• **LISTED RECORDS**
-=-=-=-=-

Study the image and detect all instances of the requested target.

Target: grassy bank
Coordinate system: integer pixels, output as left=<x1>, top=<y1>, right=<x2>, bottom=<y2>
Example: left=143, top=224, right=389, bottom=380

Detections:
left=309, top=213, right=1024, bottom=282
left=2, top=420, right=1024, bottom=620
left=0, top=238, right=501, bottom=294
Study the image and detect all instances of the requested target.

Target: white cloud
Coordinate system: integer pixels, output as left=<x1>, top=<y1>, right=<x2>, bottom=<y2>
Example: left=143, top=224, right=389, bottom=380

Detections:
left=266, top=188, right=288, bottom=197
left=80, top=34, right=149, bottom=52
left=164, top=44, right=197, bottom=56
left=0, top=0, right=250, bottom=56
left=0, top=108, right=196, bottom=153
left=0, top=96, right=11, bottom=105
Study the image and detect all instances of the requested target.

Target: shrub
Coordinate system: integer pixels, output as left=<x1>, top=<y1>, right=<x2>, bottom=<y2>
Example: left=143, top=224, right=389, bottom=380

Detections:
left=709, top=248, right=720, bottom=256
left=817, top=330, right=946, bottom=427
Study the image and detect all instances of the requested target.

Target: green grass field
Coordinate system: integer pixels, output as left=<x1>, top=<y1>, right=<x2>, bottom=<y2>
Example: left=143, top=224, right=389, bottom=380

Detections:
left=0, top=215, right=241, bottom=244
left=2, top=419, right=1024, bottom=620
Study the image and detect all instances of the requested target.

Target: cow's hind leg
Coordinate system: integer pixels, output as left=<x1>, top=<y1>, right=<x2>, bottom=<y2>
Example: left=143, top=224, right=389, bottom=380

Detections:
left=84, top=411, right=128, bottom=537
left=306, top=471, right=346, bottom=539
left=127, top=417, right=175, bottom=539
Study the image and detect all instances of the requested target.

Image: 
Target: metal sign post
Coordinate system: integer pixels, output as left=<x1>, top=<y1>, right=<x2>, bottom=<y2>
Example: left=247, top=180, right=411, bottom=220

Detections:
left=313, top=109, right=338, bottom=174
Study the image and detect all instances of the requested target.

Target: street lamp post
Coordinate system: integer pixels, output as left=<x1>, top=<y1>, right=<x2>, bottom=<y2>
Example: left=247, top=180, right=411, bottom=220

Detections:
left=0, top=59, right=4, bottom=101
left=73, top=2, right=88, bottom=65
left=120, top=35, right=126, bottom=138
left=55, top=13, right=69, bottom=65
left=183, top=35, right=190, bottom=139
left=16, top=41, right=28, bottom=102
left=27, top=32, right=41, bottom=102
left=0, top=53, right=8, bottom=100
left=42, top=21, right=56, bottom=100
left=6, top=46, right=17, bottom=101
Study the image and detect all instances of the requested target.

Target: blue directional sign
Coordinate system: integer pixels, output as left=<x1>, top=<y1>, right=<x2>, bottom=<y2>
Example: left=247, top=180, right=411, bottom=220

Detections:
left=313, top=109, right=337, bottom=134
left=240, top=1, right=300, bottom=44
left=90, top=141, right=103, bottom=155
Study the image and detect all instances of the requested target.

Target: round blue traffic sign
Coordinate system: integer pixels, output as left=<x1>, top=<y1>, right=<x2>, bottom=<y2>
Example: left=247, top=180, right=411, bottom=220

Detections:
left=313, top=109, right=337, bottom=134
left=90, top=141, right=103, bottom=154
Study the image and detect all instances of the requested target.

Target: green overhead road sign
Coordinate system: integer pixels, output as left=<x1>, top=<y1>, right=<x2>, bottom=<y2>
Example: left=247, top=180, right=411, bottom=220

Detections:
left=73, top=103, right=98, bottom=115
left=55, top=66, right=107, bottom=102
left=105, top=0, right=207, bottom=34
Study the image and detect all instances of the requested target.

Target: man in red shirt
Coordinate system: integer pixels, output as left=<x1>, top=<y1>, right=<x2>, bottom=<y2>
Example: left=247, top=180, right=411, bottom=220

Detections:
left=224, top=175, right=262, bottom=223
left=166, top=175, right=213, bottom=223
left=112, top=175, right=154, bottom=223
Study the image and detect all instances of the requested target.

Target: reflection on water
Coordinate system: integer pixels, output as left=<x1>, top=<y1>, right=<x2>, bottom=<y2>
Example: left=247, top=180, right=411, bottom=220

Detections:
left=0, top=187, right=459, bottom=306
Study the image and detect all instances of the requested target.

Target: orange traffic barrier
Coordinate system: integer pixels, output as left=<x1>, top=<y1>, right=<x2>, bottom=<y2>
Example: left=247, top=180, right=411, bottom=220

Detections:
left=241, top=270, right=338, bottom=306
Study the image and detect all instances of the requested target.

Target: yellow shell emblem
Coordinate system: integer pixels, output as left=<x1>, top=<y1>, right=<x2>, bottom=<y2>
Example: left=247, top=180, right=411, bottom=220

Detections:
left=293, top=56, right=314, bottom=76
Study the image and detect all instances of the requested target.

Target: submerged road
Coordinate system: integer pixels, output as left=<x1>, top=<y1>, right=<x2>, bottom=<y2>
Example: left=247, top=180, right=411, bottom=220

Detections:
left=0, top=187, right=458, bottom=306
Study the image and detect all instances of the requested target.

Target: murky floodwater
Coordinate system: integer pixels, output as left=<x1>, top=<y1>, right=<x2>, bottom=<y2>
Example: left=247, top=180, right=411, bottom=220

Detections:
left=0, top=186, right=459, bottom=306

-=-=-=-=-

Of all the entries above, output exactly the lines between the one holding "Target: green grass field" and the one holding "Target: cow's hind leg", inclusive.

• **OUTPUT OF THE EXERCISE**
Target: green grass field
Coordinate system: integer pixels, output as left=<x1>, top=<y1>, right=<x2>, bottom=<y2>
Example: left=143, top=224, right=389, bottom=380

Detections:
left=0, top=215, right=241, bottom=244
left=2, top=419, right=1024, bottom=620
Study the image and detect all instances of the requested target.

Target: cow's hind leg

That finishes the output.